Required work:
1. In the article on the Baltimore label plant, what share of their capacity are factories using, according to the Federal Reserve's monthly survey?
2. According to the article on the Baltimore label plant, why do producers' costs go up as more factory capacity is brought into use? Answer in one to three sentences.
3. Transcribe the article on the Baltimore label plant from "And as for the" to "of their capacity.".

Document:

A real factory muddies theory

THE BALTIMORE SUN

Jim Hanson isn't just one of the survivors. He's one of the thrivers.

Every day, he walks past abandoned factories to get to his job at a label plant where presses are working overtime to fill an order for 1 million "Made in the USA" labels.

Although U.S. Tag & Label Corp. has just finished its busiest year ever, the manager of the label operations sees constant warnings in the industrial decay around him in Northeast Baltimore.

Just three years ago, the company's employees were working short weeks to avoid layoffs.

And as for the "Made in the USA" labels: "We died making them."

"We sidestepped a bullet," he said. "But it is very easy to make a fatal mistake."

After a sharp retrenchment in the 1990 recession, America's surviving factories are busy again.

According to a monthly survey by the Federal Reserve, factories are working at the highest level in more than 15 years, using 85.4 percent of their capacity.

Acting on the theory that overbooked factories tend to raise their prices, the Federal Reserve last week raised interest rates another half-percent -- the seventh increase in a year -- in an effort to stanch inflation.

But the view from the floor of factories such as 70-worker U.S. Tag on Robb Street makes it clear that the real world is much messier than the one depicted by economic theory.

While factories are busy and are trying to raise their prices, the lessons of the recent recession and fears of losing business to competitors are making them cautious.

Each morning, Richard Modlin, assistant manager of the 30-person tag division, helps the eight tag presses on the first floor gear up for their daily dance.

On each tag press line, twice every second, there's a "ca-chunk" as a cylindrical press bobs up and down, stamping a design on a ribbon of thick paper.

Every six inches, a mechanical arm punches a hole in the paper. Then, automatic slitters slice out a finished tag: perhaps a blue baggage tag for a cruise ship, a pink inventory control tag for Hecht's department stores, or an orange mail tag for the post office.

Every few minutes, workers at the end of each press pack new tags into a cardboard box. Those boxes are a worry to Mr. Modlin.

Last month, each box cost U.S. Tag 75 cents. The ones he ordered this month cost 85 cents apiece.

That's on top of a 5 percent increase in the cost of the paper stock the company turns into tags.

Paper factories, having trouble keeping up with booming demand, have been passing along price increases to their customers for the past several months.

"Every month a paper salesman comes in and tells us one paper company is raising their prices," Mr. Modlin said.

And that fits in nicely with most economists' theories about how busy factories are and inflation.

"As you have to bring more and more capacity into utilization, the costs of producers go up" because they are using less efficient machinery and working their employees overtime, said C. Alan Garner, senior economist for the Federal Reserve Bank of Kansas City, Mo.

"As a result, they have to pass on their higher costs," said Mr. Garner.

In a study published by his bank in December, Mr. Garner argued that there is a very simple and clear-cut relationship between inflation and factory utilization.

Looking back at the U.S. economy since 1960, Mr. Garner found that inflation rose whenever the capacity utilization rate rose above 82 percent.

Data block:

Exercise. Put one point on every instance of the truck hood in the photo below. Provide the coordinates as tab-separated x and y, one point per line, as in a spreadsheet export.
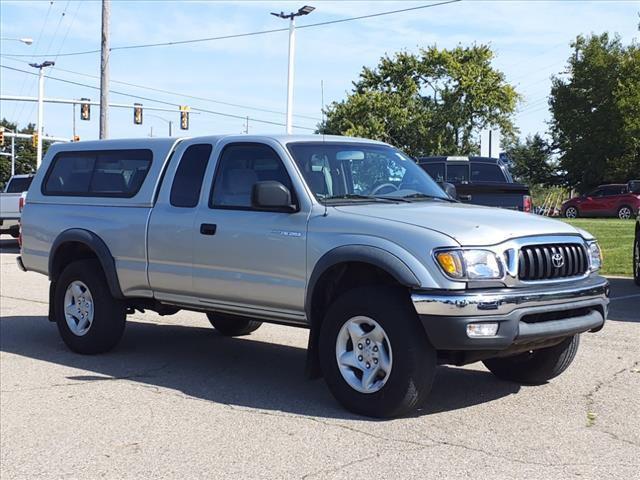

Complete answers:
1. 85.4 percent.

2. C. Alan Garner says producers' costs rise because they use less efficient machinery and work their employees overtime. As a result, they have to pass those higher costs on.

3.
And as for the "Made in the USA" labels: "We died making them."

"We sidestepped a bullet," he said. "But it is very easy to make a fatal mistake."

After a sharp retrenchment in the 1990 recession, America's surviving factories are busy again.

According to a monthly survey by the Federal Reserve, factories are working at the highest level in more than 15 years, using 85.4 percent of their capacity.